→ Text for analysis:
DANCE — Alvin Ailey American Dance Theater

 

Alvin Ailey American Dance Theater presents "Lazarus," by Rennie Harris. | Paul Kolnik Studio Photo

Alvin Ailey American Dance Theater presents “Lazarus,” by Rennie Harris. | Paul Kolnik Photo

Returning to town for its annual winter engagement, The Alvin Ailey American Dance Theater presents the Midwest premiere of its first two-act ballet, “Lazarus,” created for the company by hip-hop choreographer Rennie Harris and inspired by the life and legacy of company founder Alvin Ailey. Other program highlights include Jessica Lang’s “EN” and Wayne McGregor’s “Kairos.” As always, Ailey’s signature work “Revelations,” an enduring masterpiece and audience favorite, completes each program. March 6-10 at Auditorium Theatre, 50 Ida B. Wells Drive. Tickets: $34-$140.

MUSIC — Jason Vieaux

 

Jason Vieaux | Tyler Boye Photo

Jason Vieaux | Tyler Boye Photo

Grammy Award-winning guitarist Jason Vieaux, who has been called “the most precise and soulful classical guitarist of his generation,” is guest soloist with the Elgin Symphony Orchestra for two performances. He’ll perform Heitor Villa-Lobos’ “Concerto for Guitar and Small Orchestra” and John Corigliano’s “Troubadours (Variations for Guitar and Orchestra).” The program opens with the orchestra performing Smetana’s “The Moldau” and concludes with Tchaikovsky’s “Francesca da Rimini.” At 7:30 p.m. March 2 and 2:30 p.m. March 3, Hemmens Cultural Center, 45 Symphony Way, Elgin. Tickets: $30-$75.

THEATER — ‘Corduroy’

Don Freeman’s classic children’s book “Corduroy” comes to the stage in a new adaptation by Barry Kornhauser. A little department store bear looking for a home and friendship goes in search of a missing button from his overalls after a young girl’s mother refuses to purchase him. Jean Claudio stars as Corduroy and Tia Pinson is Lisa, the little girl who wants to be his friend. Jamal Howard directs the Emerald City Theatre production. March 1-April 20 at Athenaeum Theatre, 2936 N. Southport. Tickets: $22-$29.

MUSIC — The Way Down Wanderers

Way Down Wanderers | Keith Cotton Photo

Way Down Wanderers | Keith Cotton Photo

The Peoria-based quintet The Way Down Wanderers craft songs inspired by the heartland and filled with a unique blend of influences from their varied musical interests — bluegrass, rock, jazz, classical, pop and reggae — all topped by fine multi-part harmonies. Their live shows are fast-paced and soulful. Watch for the spoon solo. Edward and Graham open the show at 9 p.m. March 2 at Lincoln Hall, 2424 N. Lincoln. Tickets: $15, $18.

→ What to work on:
**A.** In the event listings, copy the passage starting with "Returning to town" and going on through "Drive. Tickets: $34-$140.".
**B.** Resume the event listings after their final sentence.
The lines after the event listings are unrelated to them.

→ Data to examine:
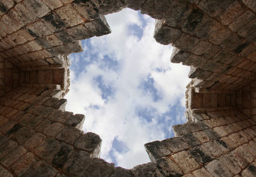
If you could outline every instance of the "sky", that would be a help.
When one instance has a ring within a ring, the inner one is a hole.
[[[83,130],[102,139],[100,158],[131,169],[150,162],[145,144],[186,122],[189,67],[170,63],[172,47],[156,42],[149,16],[127,8],[106,18],[112,33],[69,56],[66,111],[85,115]]]

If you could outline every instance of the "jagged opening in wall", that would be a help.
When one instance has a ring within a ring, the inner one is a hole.
[[[150,161],[144,144],[186,121],[189,69],[170,63],[172,47],[153,38],[154,19],[128,8],[106,19],[111,34],[82,41],[84,52],[69,56],[66,110],[86,115],[83,130],[103,140],[101,158],[131,168]]]

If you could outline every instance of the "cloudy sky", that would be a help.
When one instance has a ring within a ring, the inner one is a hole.
[[[153,38],[155,20],[129,9],[108,15],[110,35],[82,42],[70,56],[67,111],[84,114],[85,132],[102,139],[100,157],[132,168],[150,161],[144,144],[173,135],[186,121],[189,68]]]

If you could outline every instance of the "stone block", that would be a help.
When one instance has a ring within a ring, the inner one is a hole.
[[[31,153],[27,153],[11,166],[11,169],[18,176],[22,176],[38,158]]]
[[[203,146],[197,146],[189,150],[189,153],[200,164],[207,164],[212,160],[214,157]]]
[[[72,116],[65,122],[68,125],[77,128],[77,129],[81,130],[83,125],[84,121],[84,115],[76,114],[76,115]]]
[[[74,26],[84,22],[70,4],[61,6],[56,12],[68,26]]]
[[[23,3],[29,11],[33,12],[38,18],[43,17],[51,11],[40,0],[26,0]]]
[[[75,0],[72,2],[72,5],[87,21],[90,21],[99,17],[99,10],[96,4],[92,1]]]
[[[132,169],[134,177],[139,176],[157,176],[159,175],[157,166],[152,162],[135,166]]]
[[[50,137],[55,137],[64,127],[60,123],[53,123],[45,128],[44,134]]]
[[[208,142],[203,146],[214,157],[220,156],[229,151],[227,144],[221,140]]]
[[[111,177],[134,177],[131,170],[123,169],[120,167],[117,167],[115,168],[114,173],[111,174]]]
[[[63,5],[61,1],[56,0],[52,1],[51,0],[42,0],[44,3],[47,5],[51,10],[58,8]]]
[[[232,174],[219,160],[214,160],[205,167],[214,176],[232,176]]]
[[[242,146],[239,146],[236,150],[231,151],[230,154],[232,155],[230,157],[233,160],[236,161],[241,168],[246,167],[248,164],[251,163],[254,159],[253,156]]]
[[[256,12],[256,3],[255,1],[253,0],[243,0],[243,3],[248,6],[248,8],[251,8],[254,12]]]
[[[37,132],[42,133],[47,127],[50,126],[51,124],[51,121],[48,119],[43,120],[38,124],[38,125],[36,126],[36,128],[35,128],[34,130]]]
[[[238,1],[235,1],[220,16],[221,23],[224,25],[228,25],[244,12],[244,9],[240,3]]]
[[[32,135],[31,137],[30,137],[26,141],[24,146],[27,150],[32,151],[38,144],[42,143],[45,138],[46,137],[44,135],[38,133],[35,133]]]
[[[175,153],[172,155],[172,157],[185,173],[192,172],[200,167],[200,165],[191,156],[188,151],[183,151]]]
[[[190,51],[200,42],[200,40],[189,35],[182,33],[173,45],[184,51]]]
[[[154,162],[156,162],[157,159],[171,153],[171,151],[168,149],[168,147],[165,146],[164,143],[159,141],[147,143],[144,147],[151,161]]]
[[[61,20],[60,16],[54,12],[51,12],[44,17],[43,20],[45,26],[54,32],[60,31],[67,27],[66,24]]]
[[[2,159],[4,156],[10,153],[12,150],[17,147],[18,144],[14,141],[10,140],[1,145],[0,146],[0,159]]]
[[[21,125],[26,126],[31,128],[36,127],[42,121],[41,117],[35,116],[30,114],[26,114],[19,120]]]
[[[225,40],[228,38],[231,34],[232,32],[229,29],[224,27],[221,27],[211,37],[210,42],[216,45],[220,45]]]
[[[244,27],[244,26],[246,26],[249,22],[252,21],[255,15],[252,12],[246,10],[240,17],[229,24],[229,28],[233,31],[237,31]]]
[[[211,43],[207,41],[200,40],[191,51],[196,55],[202,55],[212,48],[212,45]]]
[[[93,0],[93,3],[96,5],[99,12],[102,15],[107,15],[120,11],[124,8],[127,7],[126,1],[122,0]]]
[[[145,0],[137,1],[137,0],[129,0],[127,1],[128,8],[133,9],[134,10],[139,10],[141,9],[142,5],[144,4]]]
[[[183,174],[180,168],[168,157],[159,158],[157,164],[159,171],[164,176],[181,176]]]
[[[81,134],[81,132],[77,128],[67,126],[56,135],[56,138],[72,144]]]
[[[0,165],[0,176],[6,177],[13,177],[13,176],[8,170]]]
[[[182,31],[177,28],[168,26],[164,20],[156,20],[154,38],[163,45],[173,43],[182,34]]]
[[[195,177],[212,176],[205,168],[197,169],[194,171],[192,173]]]
[[[184,61],[189,56],[189,52],[180,50],[178,48],[173,47],[170,61],[172,63],[179,63]]]
[[[58,171],[45,161],[40,160],[30,167],[24,176],[54,176]]]
[[[99,157],[102,140],[93,133],[88,132],[82,135],[75,142],[77,148],[86,151],[92,157]]]
[[[5,167],[9,167],[26,153],[26,150],[23,146],[18,146],[1,159],[1,163]]]
[[[239,166],[233,160],[230,155],[228,154],[221,157],[219,160],[228,169],[232,174],[237,174],[241,171]]]

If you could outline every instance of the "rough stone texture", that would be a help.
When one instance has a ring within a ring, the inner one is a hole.
[[[100,138],[63,99],[67,56],[110,33],[104,15],[125,7],[157,19],[156,40],[193,79],[188,121],[130,170],[97,158]],[[252,0],[0,0],[0,176],[255,176],[255,13]]]

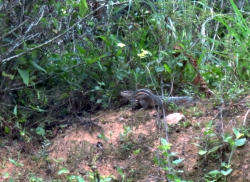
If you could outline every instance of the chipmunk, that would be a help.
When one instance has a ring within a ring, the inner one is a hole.
[[[192,97],[183,96],[183,97],[164,97],[154,95],[153,92],[149,89],[139,89],[137,91],[123,91],[120,92],[123,97],[128,99],[132,104],[132,109],[142,106],[144,109],[148,107],[158,106],[162,108],[164,103],[176,105],[187,105],[194,103]]]

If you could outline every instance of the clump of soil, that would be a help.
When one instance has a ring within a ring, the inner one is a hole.
[[[0,147],[0,181],[8,181],[10,177],[19,181],[32,177],[67,181],[69,175],[88,181],[91,174],[100,178],[109,176],[113,181],[166,181],[167,173],[154,161],[162,157],[158,149],[160,138],[172,144],[169,152],[176,153],[172,160],[184,159],[172,165],[175,170],[183,171],[176,173],[181,179],[205,181],[205,174],[220,170],[222,162],[228,161],[231,149],[222,142],[221,136],[233,136],[232,128],[242,125],[247,112],[245,107],[232,112],[235,110],[236,107],[231,106],[224,109],[226,115],[218,114],[219,110],[204,103],[183,109],[177,122],[168,126],[167,133],[164,125],[157,125],[159,117],[153,109],[110,110],[89,119],[77,118],[78,122],[42,144],[12,141]],[[207,135],[208,126],[214,136]],[[236,149],[231,162],[233,171],[227,181],[250,181],[249,147],[247,142]],[[212,151],[213,148],[216,150]],[[211,153],[199,155],[201,149]],[[67,169],[67,173],[59,174],[62,169]]]

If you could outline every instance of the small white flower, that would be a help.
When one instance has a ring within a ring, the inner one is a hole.
[[[140,58],[145,58],[145,57],[147,57],[147,55],[152,55],[151,54],[151,52],[149,52],[149,51],[147,51],[147,50],[144,50],[144,49],[142,49],[141,50],[141,53],[140,54],[137,54]]]
[[[123,47],[125,47],[126,45],[123,44],[123,43],[119,43],[119,44],[117,44],[117,46],[123,48]]]

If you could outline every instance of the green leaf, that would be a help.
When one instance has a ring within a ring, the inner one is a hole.
[[[60,171],[58,171],[58,174],[61,175],[61,174],[64,174],[64,173],[69,173],[69,170],[67,168],[62,168]]]
[[[36,128],[36,134],[44,136],[45,135],[45,130],[42,127],[37,127]]]
[[[173,164],[179,164],[179,163],[181,163],[182,161],[183,161],[184,159],[177,159],[177,160],[174,160],[173,161]]]
[[[226,170],[226,171],[221,170],[221,174],[223,174],[224,176],[227,176],[227,175],[229,175],[232,171],[233,171],[233,169],[228,169],[228,170]]]
[[[17,116],[17,105],[14,107],[14,109],[13,109],[13,114],[15,115],[15,116]]]
[[[33,64],[33,66],[35,66],[37,69],[43,71],[44,73],[47,73],[47,71],[45,69],[43,69],[41,66],[39,66],[36,62],[31,61],[31,63]]]
[[[7,127],[7,126],[5,126],[5,127],[4,127],[4,132],[7,133],[7,134],[9,134],[9,133],[10,133],[10,128]]]
[[[141,151],[140,148],[139,148],[138,150],[134,150],[134,151],[133,151],[133,154],[138,154],[138,153],[140,153],[140,151]]]
[[[161,72],[164,71],[164,67],[163,67],[163,66],[156,66],[156,67],[155,67],[155,71],[156,71],[157,73],[161,73]]]
[[[5,76],[5,77],[8,77],[11,80],[13,80],[13,78],[14,78],[14,75],[7,74],[5,71],[2,72],[2,75]]]
[[[204,154],[206,154],[206,153],[207,153],[207,151],[205,151],[205,150],[200,150],[200,151],[199,151],[199,154],[200,154],[200,155],[204,155]]]
[[[22,164],[22,163],[19,163],[19,162],[15,161],[14,159],[9,158],[9,161],[10,161],[12,164],[14,164],[15,166],[23,167],[23,164]]]
[[[170,69],[170,67],[169,67],[167,64],[164,64],[164,68],[165,68],[165,70],[166,70],[169,74],[172,73],[172,70]]]
[[[234,134],[235,134],[235,136],[236,136],[237,139],[239,139],[240,137],[244,136],[236,128],[233,128],[233,132],[234,132]]]
[[[86,0],[81,0],[79,7],[79,14],[82,18],[86,15],[87,10],[88,10],[88,4]]]
[[[242,139],[236,140],[235,145],[237,147],[240,147],[240,146],[245,145],[245,143],[246,143],[246,138],[242,138]]]
[[[27,70],[22,70],[20,68],[17,69],[19,74],[21,75],[23,82],[26,85],[29,85],[29,72]]]
[[[76,48],[77,48],[77,50],[78,50],[78,52],[80,53],[80,54],[82,54],[82,55],[84,55],[85,54],[85,49],[83,48],[83,47],[81,47],[81,46],[76,46]]]

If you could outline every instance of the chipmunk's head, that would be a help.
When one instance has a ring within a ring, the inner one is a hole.
[[[120,92],[120,94],[123,97],[129,98],[129,97],[133,96],[134,92],[131,90],[125,90],[125,91]]]

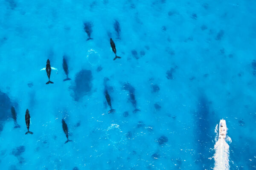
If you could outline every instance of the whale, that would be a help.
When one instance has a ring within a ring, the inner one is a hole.
[[[33,134],[33,132],[29,131],[29,125],[30,124],[30,115],[29,114],[29,109],[27,109],[26,110],[26,114],[25,115],[25,120],[26,121],[26,125],[27,127],[27,129],[28,129],[28,131],[25,133],[25,135],[26,135],[28,133]]]
[[[48,79],[49,79],[49,81],[48,81],[46,83],[47,85],[48,85],[48,84],[50,84],[50,83],[51,83],[51,84],[53,83],[53,82],[50,81],[50,76],[51,76],[51,72],[52,72],[52,69],[58,71],[58,69],[57,68],[55,68],[52,67],[51,67],[51,65],[50,64],[50,60],[49,60],[49,59],[48,59],[47,60],[47,61],[46,62],[46,67],[45,68],[42,68],[40,70],[41,71],[42,70],[46,70],[46,73],[47,73],[47,76],[48,77]]]
[[[115,42],[114,42],[114,41],[112,40],[112,38],[110,38],[110,45],[111,45],[111,48],[112,49],[112,51],[115,53],[115,55],[116,55],[116,57],[114,58],[113,60],[115,60],[117,58],[121,58],[121,57],[116,56],[116,45],[115,45]]]
[[[67,128],[67,125],[63,119],[62,119],[61,122],[62,123],[62,129],[63,129],[63,131],[64,132],[64,133],[66,135],[66,137],[67,137],[67,141],[65,142],[65,144],[66,144],[69,142],[72,142],[72,141],[68,139],[68,129]]]

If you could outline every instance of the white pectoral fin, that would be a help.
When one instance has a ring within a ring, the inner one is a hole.
[[[51,68],[52,68],[52,70],[57,70],[58,71],[58,69],[56,68],[55,68],[54,67],[51,67]]]

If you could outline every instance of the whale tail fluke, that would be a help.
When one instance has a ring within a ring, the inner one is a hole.
[[[116,111],[116,110],[115,109],[111,109],[108,111],[108,113],[111,113],[112,112],[115,112],[115,111]]]
[[[47,82],[46,84],[47,85],[48,85],[48,84],[49,84],[49,83],[53,84],[53,82],[51,82],[50,80],[49,80],[49,81],[48,81]]]
[[[31,134],[32,135],[32,134],[33,134],[33,132],[30,132],[30,131],[29,131],[29,131],[28,131],[27,132],[26,132],[26,133],[25,133],[25,135],[26,135],[26,134],[28,134],[28,133],[29,133],[29,134]]]
[[[114,60],[115,60],[117,58],[121,58],[119,56],[117,56],[116,55],[116,57],[115,57],[115,58],[114,59]]]
[[[68,77],[67,77],[67,79],[64,79],[63,80],[63,81],[67,81],[67,80],[70,80],[71,79],[70,79],[70,78],[69,78]]]
[[[67,140],[67,141],[66,141],[66,142],[65,142],[65,144],[66,144],[66,143],[67,143],[67,142],[72,142],[72,141],[71,140],[69,140],[69,139],[68,139]]]
[[[15,129],[16,129],[16,128],[20,128],[20,125],[18,125],[18,124],[16,124],[16,125],[15,125],[15,126],[14,127],[14,128],[15,128]]]
[[[137,113],[137,111],[140,111],[140,110],[136,108],[136,109],[135,109],[133,111],[133,113]]]

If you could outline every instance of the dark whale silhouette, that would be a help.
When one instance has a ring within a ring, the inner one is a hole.
[[[11,111],[12,112],[12,119],[14,120],[14,124],[15,124],[14,128],[20,128],[20,126],[17,123],[17,113],[13,106],[12,106],[12,108],[11,108]]]
[[[49,59],[48,59],[46,62],[46,73],[47,73],[47,76],[48,76],[48,78],[49,79],[49,81],[46,83],[47,85],[49,83],[53,83],[53,82],[50,81],[50,76],[51,76],[51,71],[52,68],[51,68],[51,65],[50,65],[50,60],[49,60]]]
[[[121,57],[116,56],[116,45],[115,45],[114,41],[111,38],[110,38],[110,45],[111,45],[111,48],[112,49],[112,51],[116,55],[116,57],[114,58],[114,60],[117,58],[121,58]]]
[[[29,115],[29,109],[26,110],[26,115],[25,115],[25,120],[26,121],[26,125],[27,126],[27,128],[28,129],[28,131],[25,133],[26,135],[28,133],[33,134],[33,132],[29,131],[29,125],[30,124],[30,115]]]
[[[63,81],[70,80],[71,79],[68,77],[68,67],[67,66],[67,60],[66,60],[65,56],[63,56],[63,60],[62,62],[62,66],[63,67],[63,70],[65,72],[65,74],[67,76],[67,78],[64,79]]]
[[[133,113],[136,113],[138,111],[140,111],[140,110],[137,109],[137,102],[135,99],[135,96],[134,94],[135,91],[135,89],[128,83],[126,83],[124,85],[123,88],[124,89],[129,91],[130,101],[134,107],[135,108],[133,111]]]
[[[66,137],[67,137],[67,141],[65,142],[65,144],[66,144],[69,142],[71,142],[72,141],[68,139],[68,129],[67,128],[67,124],[66,123],[63,119],[62,119],[62,129],[63,129],[63,131],[66,135]]]
[[[115,20],[115,23],[114,23],[114,28],[116,31],[116,36],[117,36],[117,39],[120,39],[120,33],[121,32],[121,29],[120,28],[120,24],[119,22],[117,20]]]
[[[110,107],[110,110],[108,111],[108,113],[110,113],[112,112],[114,112],[116,110],[112,108],[112,105],[111,105],[111,99],[110,98],[110,96],[109,96],[108,92],[107,89],[105,89],[104,94],[105,95],[105,97],[106,98],[106,100],[107,100],[107,102],[108,102],[108,104]]]
[[[92,29],[92,27],[93,24],[91,22],[89,22],[84,23],[84,31],[87,33],[87,35],[89,37],[89,38],[87,39],[87,41],[88,41],[89,40],[93,39],[93,38],[90,37],[91,34],[93,32],[93,30]]]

→ Solved tasks:
**A.**
Returning to town for its annual winter engagement, The Alvin Ailey American Dance Theater presents the Midwest premiere of its first two-act ballet, “Lazarus,” created for the company by hip-hop choreographer Rennie Harris and inspired by the life and legacy of company founder Alvin Ailey. Other program highlights include Jessica Lang’s “EN” and Wayne McGregor’s “Kairos.” As always, Ailey’s signature work “Revelations,” an enduring masterpiece and audience favorite, completes each program. March 6-10 at Auditorium Theatre, 50 Ida B. Wells Drive. Tickets: $34-$140.

**B.**
MUSIC — Lily and Madeleine

Lily and Madeleine | Fairlight Hubbard Photo

Lily and Madeleine | Fairlight Hubbard Photo

Sibling duo Lily and Madeleine explore the realities and emotional ups and downs of 21st century womanhood on their new album “Canterbury Girls.” The piano-based pop lets their individual talents shine while also showcasing the glorious harmonies that siblings so often naturally achieve. Brother Bird opens at 7 p.m. March 2 at Schubas, 3159 N. Southport. Tickets: $15.

MOVIES — One Earth Film Festival

Filmgoers can delve into topics relating to climate change, sustainability and the power of human involvement at the One Earth Film Festival. Thought-provoking environmental films are presented along with post-film discussions and other events. Dozens of films are presented in venues in Chicago and suburbs March 1-10. Admission to most films is free ($8 suggested donation) unless otherwise noted. For a complete schedule of films and locations, visit oneearthfilmfest.org.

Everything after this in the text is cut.